Rewrite all the entries below with "locate" changed to "find" wherever it occurs, leaving everything else unchanged and omitting the pictures.

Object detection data
^^^^

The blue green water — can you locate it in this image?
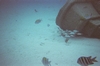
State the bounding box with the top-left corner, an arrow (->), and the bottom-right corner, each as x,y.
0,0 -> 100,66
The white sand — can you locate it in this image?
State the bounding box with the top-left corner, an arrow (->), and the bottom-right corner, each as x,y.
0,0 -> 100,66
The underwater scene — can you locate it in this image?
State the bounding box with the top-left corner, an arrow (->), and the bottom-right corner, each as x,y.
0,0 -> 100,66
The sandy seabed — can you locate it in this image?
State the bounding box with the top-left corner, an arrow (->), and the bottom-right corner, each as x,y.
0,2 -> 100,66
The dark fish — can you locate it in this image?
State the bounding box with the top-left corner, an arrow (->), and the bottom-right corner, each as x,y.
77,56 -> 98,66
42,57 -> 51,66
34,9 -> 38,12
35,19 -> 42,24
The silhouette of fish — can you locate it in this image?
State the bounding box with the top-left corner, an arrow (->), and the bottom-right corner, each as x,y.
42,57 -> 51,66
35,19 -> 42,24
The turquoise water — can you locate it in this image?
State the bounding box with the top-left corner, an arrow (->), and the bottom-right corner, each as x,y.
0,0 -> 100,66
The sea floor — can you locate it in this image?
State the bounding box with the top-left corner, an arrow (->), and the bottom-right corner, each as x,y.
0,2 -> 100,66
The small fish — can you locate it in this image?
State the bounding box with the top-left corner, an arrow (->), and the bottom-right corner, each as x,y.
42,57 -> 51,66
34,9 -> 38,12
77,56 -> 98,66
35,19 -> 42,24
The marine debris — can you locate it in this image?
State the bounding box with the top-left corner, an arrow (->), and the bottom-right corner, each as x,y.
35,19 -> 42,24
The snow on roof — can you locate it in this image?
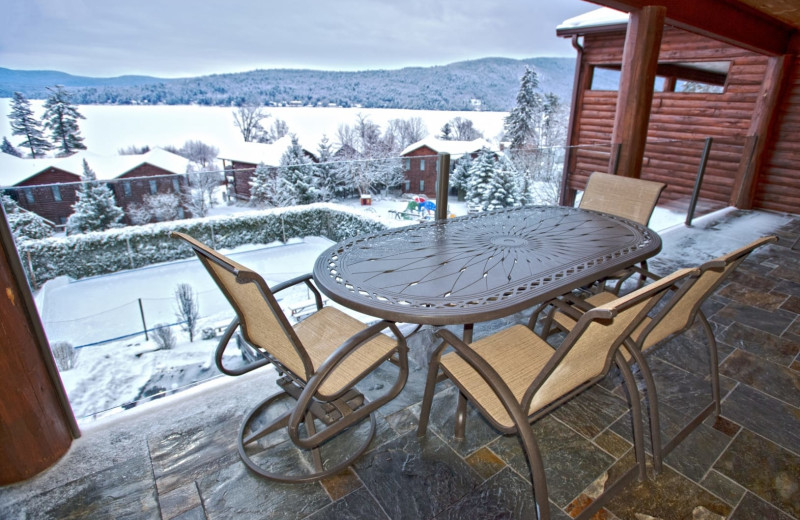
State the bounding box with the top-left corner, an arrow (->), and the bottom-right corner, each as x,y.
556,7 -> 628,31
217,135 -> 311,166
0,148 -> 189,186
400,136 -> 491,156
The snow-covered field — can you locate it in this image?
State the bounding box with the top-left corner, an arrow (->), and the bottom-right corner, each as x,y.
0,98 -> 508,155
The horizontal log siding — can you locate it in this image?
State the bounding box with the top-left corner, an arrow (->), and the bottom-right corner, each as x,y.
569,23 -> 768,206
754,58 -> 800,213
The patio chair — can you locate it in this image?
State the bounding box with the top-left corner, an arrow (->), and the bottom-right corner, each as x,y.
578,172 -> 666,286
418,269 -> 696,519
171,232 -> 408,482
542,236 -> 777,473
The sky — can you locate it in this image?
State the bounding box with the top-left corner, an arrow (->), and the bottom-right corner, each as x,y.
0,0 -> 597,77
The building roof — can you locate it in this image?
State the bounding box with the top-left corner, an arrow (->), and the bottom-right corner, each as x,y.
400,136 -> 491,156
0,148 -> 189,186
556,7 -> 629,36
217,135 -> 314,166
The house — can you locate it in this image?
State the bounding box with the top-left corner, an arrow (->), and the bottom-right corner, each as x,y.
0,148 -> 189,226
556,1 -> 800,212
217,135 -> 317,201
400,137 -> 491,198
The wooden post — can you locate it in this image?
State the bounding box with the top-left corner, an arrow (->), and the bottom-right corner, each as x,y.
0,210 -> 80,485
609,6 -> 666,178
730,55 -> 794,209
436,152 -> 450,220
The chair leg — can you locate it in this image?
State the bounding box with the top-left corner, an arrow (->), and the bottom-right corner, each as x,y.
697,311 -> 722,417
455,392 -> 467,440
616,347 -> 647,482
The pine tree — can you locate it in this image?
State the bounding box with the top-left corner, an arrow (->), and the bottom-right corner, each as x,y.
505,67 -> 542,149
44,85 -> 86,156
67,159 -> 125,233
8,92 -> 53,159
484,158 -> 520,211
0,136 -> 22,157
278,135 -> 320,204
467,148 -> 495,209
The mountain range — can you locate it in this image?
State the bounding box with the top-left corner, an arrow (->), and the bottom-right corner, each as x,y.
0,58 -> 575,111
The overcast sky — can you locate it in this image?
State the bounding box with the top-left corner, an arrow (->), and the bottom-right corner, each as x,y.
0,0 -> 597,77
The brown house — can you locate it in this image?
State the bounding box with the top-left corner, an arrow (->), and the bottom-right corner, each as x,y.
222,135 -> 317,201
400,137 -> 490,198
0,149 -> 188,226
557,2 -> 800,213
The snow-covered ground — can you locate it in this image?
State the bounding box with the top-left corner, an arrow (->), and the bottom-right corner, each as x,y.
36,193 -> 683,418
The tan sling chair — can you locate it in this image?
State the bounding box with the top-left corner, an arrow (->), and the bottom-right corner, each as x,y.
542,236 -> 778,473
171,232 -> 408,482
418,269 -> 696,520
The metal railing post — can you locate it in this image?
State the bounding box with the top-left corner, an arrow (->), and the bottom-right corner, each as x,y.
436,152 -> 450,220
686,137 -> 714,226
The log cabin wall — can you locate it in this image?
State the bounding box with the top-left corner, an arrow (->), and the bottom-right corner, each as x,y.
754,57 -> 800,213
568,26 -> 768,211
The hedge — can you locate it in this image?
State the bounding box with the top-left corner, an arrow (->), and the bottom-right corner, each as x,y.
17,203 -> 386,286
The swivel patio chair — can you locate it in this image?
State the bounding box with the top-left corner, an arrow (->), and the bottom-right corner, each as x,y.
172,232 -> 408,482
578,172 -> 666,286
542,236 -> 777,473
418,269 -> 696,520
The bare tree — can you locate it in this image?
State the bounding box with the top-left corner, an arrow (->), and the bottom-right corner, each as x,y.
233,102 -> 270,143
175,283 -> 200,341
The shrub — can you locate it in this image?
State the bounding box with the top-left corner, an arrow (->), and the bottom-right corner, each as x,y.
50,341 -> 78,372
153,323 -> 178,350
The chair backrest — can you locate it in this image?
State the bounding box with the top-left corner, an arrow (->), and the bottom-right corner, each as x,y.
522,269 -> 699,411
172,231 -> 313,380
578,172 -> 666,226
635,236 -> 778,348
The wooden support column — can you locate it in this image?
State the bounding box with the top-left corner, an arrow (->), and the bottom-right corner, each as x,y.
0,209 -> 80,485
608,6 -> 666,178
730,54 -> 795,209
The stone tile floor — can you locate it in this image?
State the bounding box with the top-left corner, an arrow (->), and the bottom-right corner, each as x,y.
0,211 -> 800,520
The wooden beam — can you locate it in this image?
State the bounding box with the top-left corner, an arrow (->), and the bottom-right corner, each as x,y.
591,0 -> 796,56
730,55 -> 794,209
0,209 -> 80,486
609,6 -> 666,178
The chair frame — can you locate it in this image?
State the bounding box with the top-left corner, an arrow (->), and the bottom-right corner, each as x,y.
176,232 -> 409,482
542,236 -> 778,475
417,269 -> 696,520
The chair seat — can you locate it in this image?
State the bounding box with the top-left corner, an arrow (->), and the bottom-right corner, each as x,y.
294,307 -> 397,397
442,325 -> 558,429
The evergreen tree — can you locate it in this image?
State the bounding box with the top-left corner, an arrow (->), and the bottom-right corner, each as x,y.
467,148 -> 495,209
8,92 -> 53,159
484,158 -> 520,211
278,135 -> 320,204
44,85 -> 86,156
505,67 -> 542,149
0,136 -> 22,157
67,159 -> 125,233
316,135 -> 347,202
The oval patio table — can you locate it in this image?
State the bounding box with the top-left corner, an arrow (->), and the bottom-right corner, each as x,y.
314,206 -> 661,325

^^^^

* _Output below_
The blue green water — can you find it in this image?
State the bounding box with the top-left corner, an arrow (->), and the bottom-right corner, each as x,y.
0,0 -> 100,66
The white sand — can you find it in this image?
State the bounding box with the top-left corner, an arrow (->), and the bottom-right corner, each as x,y.
0,0 -> 100,66
The underwater scene — can you find it in this image?
State the bounding box with the top-left corner, an arrow (->), and the bottom-right corner, each as x,y.
0,0 -> 100,66
The sandy seabed — can you find it in this image?
State the bounding box with the top-left corner, an arrow (->), and the bottom-right corner, each as x,y.
0,2 -> 100,66
The dark fish — can you find it in this image?
State the bounding box with the top-left corner, an arrow (->), and the bottom-right corner, each as x,y.
77,56 -> 98,66
42,57 -> 51,66
34,9 -> 38,12
35,19 -> 42,24
The silhouette of fish — can you find it in this image?
State the bounding box with the top-left corner, an arrow (->), and the bottom-right corner, each as x,y.
42,57 -> 51,66
35,19 -> 42,24
The turquoise water — can you find it in this image?
State the bounding box with the top-left corner, an arrow (->), and the bottom-right corner, each as x,y.
0,0 -> 100,66
The sea floor — can you find it in this image?
State the bounding box with the top-left corner, an arrow (->), and the bottom-right corner, each as x,y.
0,2 -> 100,66
The small fish — can you find it in this image?
State the bounding box with the top-left corner, an arrow (->), and the bottom-right corner, each as x,y.
42,57 -> 51,66
34,9 -> 38,12
77,56 -> 98,66
35,19 -> 42,24
The marine debris — can you find it in this image?
State the bounding box with the top-left corner, an arrow (->), and the bottom-right corner, each as x,y.
35,19 -> 42,24
The snow on roof — can you find it in this image?
State the bounding box with the top-left corner, an arrow (->), and the bottom-right corner, each as x,y.
556,7 -> 628,31
217,135 -> 311,166
0,148 -> 189,186
400,136 -> 491,156
The snow-covered field — can you find it in this image?
State the bounding box with the top-left corner, an arrow (->), and the bottom-right corner, each as x,y.
0,98 -> 508,155
The horizontal log siding — can you find it in this image?
State the bounding box with the top-left corner, an arrow (->), and the bottom-right corner, each as x,y.
569,23 -> 768,206
754,58 -> 800,213
The patio chair — can you find it in this image?
State the bounding box with the top-left corner, an arrow (->), and the bottom-right corner, each as x,y.
578,172 -> 666,286
418,269 -> 696,519
171,232 -> 408,482
542,236 -> 777,473
The sky — can you find it in this image?
State the bounding box with the top-left corner, an arrow (->), and the bottom-right corner, each as x,y.
0,0 -> 597,77
The building roof — can you find it in this image?
State the bounding box with the top-left corner, an arrow (->), and the bottom-right corner, each as x,y.
400,136 -> 491,156
0,148 -> 189,186
556,7 -> 629,36
217,135 -> 314,166
The house — can you find it in this image?
State the bounding box with the top-left corner, an arrow (->), and the bottom-right corner, each as x,y.
0,148 -> 189,226
556,1 -> 800,212
217,135 -> 317,201
400,137 -> 491,198
The wooden post — can you find it in this image?
State the bounding box with the top-left corner, an arrow (->), and the bottom-right corner, each as x,y.
0,210 -> 80,485
609,6 -> 666,178
730,55 -> 794,209
436,152 -> 450,220
The chair leg — can you find it in this image?
State the bounding box with the top-left corner, an arrow (->), and the bottom-right corner, each as x,y.
697,311 -> 722,417
455,392 -> 467,440
616,347 -> 647,482
The pine tree — can you find it in this image?
State the bounding box with the top-left corner, an arrow (->), and the bottom-right corner, each as x,y.
505,67 -> 542,149
44,85 -> 86,156
67,159 -> 125,233
8,92 -> 53,159
484,158 -> 520,211
0,136 -> 22,157
278,135 -> 320,204
467,148 -> 495,209
The mountain range — can you find it in this image?
State the bounding box with the top-left corner, an arrow (->), and the bottom-right corner, each as x,y.
0,58 -> 575,111
The overcast sky — can you find it in this image?
State the bounding box with the top-left corner, an arrow (->), and the bottom-right corner, each as x,y.
0,0 -> 597,77
The brown house — can you find it in this image?
State the bounding box with the top-left corner, an arrow (->), and the bottom-right corner, each as x,y.
222,135 -> 317,201
400,137 -> 490,198
0,149 -> 188,226
557,2 -> 800,213
The snow-covered ground — can you find it in this image?
State the bounding box with the top-left corner, an arrow (->), and the bottom-right corner, each as x,y.
36,193 -> 683,418
The tan sling chair — can you find it in this image?
State the bounding box with the top-left corner, an arrow (->), and the bottom-right corner, each as x,y.
542,236 -> 778,473
171,232 -> 408,482
418,269 -> 696,520
The metal railing post — can you find it in this image?
State the bounding box with the top-left corner, an arrow (->), and the bottom-right corner, each as x,y.
436,152 -> 450,220
686,137 -> 714,226
The log cabin wall — can you find it in this image?
State the bounding box with the top-left corner, an arrow (->), and the bottom-right corner, each as x,y.
754,57 -> 800,213
568,26 -> 768,211
The hedge — can you find it in this image?
State the bounding box with the top-left corner, an arrow (->), and the bottom-right corner, each as x,y.
17,203 -> 386,286
The swivel patio chair — can you find it in this image?
State the bounding box with the top-left corner, an arrow (->), and the bottom-right corner, each as x,y.
172,232 -> 408,482
578,172 -> 666,286
542,236 -> 777,473
418,269 -> 696,520
The bare tree — can you find it in this image?
State the bounding box with the top-left corner, an arrow (->), and the bottom-right corner, each as x,y.
233,102 -> 270,143
175,283 -> 200,341
The shrub — can you find it in this image?
State the bounding box with the top-left corner, an arrow (->), and the bottom-right corner, each as x,y.
50,341 -> 78,372
153,323 -> 178,350
The chair backrest — can you find it in this image?
State the bounding box with the top-left corner, an arrow (->), and the bottom-right corner, each as x,y.
522,269 -> 699,411
172,231 -> 313,380
578,172 -> 666,226
635,236 -> 778,348
The wooden support column — can you find it in this image?
State the bounding box with the top-left corner, an arrow (->), and the bottom-right corner, each as x,y.
0,209 -> 80,485
608,6 -> 666,178
730,54 -> 795,209
The stone tile floor — can you find it in this image?
State the bounding box with the top-left corner, an arrow (->), and the bottom-right corner, each as x,y.
0,211 -> 800,520
The wooden beam — can you find it in this image?
State the bounding box with the top-left corner, an arrow (->), and the bottom-right corner, each as x,y.
591,0 -> 796,56
730,55 -> 794,209
0,209 -> 80,486
609,6 -> 666,178
The chair frame — can you find it in this image?
State the bounding box with the top-left corner, an arrow (->), and the bottom-right corner, each as x,y.
176,232 -> 409,482
542,236 -> 778,475
417,269 -> 696,520
The chair seat — can you find it in this image?
State the bounding box with the top-left corner, an arrow (->), and the bottom-right corner, each as x,y.
294,307 -> 397,397
442,325 -> 558,429
The evergreen tree — can you find it in this image?
State the bounding box with the top-left corner, an arrow (->), and the bottom-right corner, each as x,y.
467,148 -> 495,209
8,92 -> 53,159
484,158 -> 520,211
278,135 -> 320,204
44,85 -> 86,156
505,67 -> 542,149
0,136 -> 22,157
67,159 -> 125,233
316,135 -> 347,202
The oval patio table — can you find it in this image?
State the bounding box with the top-left corner, an arrow (->), and the bottom-right corner, each as x,y.
314,206 -> 661,325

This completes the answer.